=== Begin Enclosure ===

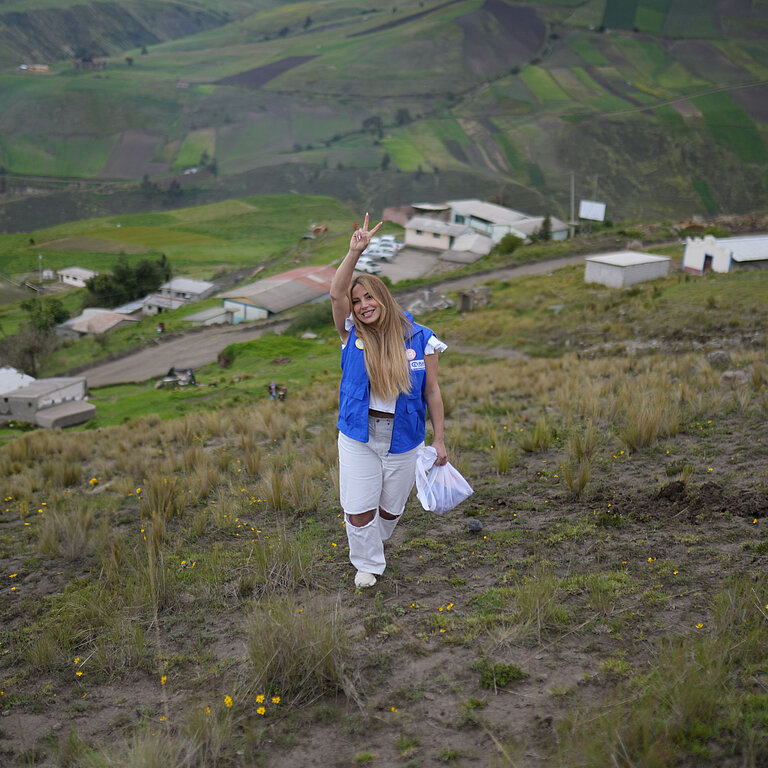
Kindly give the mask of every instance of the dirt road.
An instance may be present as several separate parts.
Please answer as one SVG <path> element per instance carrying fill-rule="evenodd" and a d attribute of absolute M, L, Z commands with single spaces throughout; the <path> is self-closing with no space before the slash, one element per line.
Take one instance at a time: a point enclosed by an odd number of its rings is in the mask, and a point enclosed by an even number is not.
<path fill-rule="evenodd" d="M 83 371 L 89 387 L 146 381 L 168 373 L 171 366 L 196 370 L 212 363 L 224 347 L 257 339 L 265 331 L 281 333 L 288 323 L 269 325 L 217 325 L 190 333 L 158 338 L 126 357 L 100 363 Z"/>
<path fill-rule="evenodd" d="M 437 258 L 434 261 L 437 263 Z M 464 290 L 489 280 L 509 280 L 522 275 L 545 274 L 554 269 L 570 266 L 571 264 L 579 264 L 583 261 L 584 255 L 581 254 L 578 256 L 564 256 L 559 259 L 551 259 L 535 264 L 504 267 L 465 277 L 446 277 L 439 283 L 434 284 L 432 288 L 436 291 Z M 403 279 L 407 271 L 406 261 L 403 259 L 402 264 L 398 266 L 400 267 L 398 269 L 398 278 Z M 416 268 L 419 274 L 425 274 L 423 270 L 427 263 L 424 259 L 421 259 L 412 266 Z M 394 267 L 394 263 L 391 267 Z M 391 271 L 394 272 L 394 269 Z M 386 272 L 387 270 L 385 269 L 384 274 Z M 415 277 L 416 275 L 411 274 L 408 276 Z M 395 286 L 395 289 L 397 289 L 397 286 Z M 417 292 L 413 295 L 416 296 Z M 401 301 L 405 299 L 405 297 L 400 296 L 398 298 Z M 158 338 L 155 340 L 155 343 L 137 350 L 126 357 L 97 364 L 82 373 L 85 374 L 89 387 L 105 387 L 110 384 L 125 384 L 159 378 L 168 373 L 168 369 L 171 366 L 195 370 L 203 365 L 214 362 L 219 352 L 229 344 L 256 339 L 267 330 L 281 333 L 287 325 L 288 322 L 284 321 L 269 325 L 227 325 L 195 329 L 185 334 Z"/>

=== End Enclosure ===

▸ **Work task**:
Only the lines above starting at the line that holds "An instance may" and ending at the line that holds "Please answer as" are to be repeated, exactly and in full.

▸ **Response area**:
An instance may be present as several separate parts.
Please answer as one SVG <path> element per instance carrying fill-rule="evenodd" and a d attribute of absolute M, L, Z commands with single spaces throughout; the <path> is self-closing with no space before the slash, one element per line.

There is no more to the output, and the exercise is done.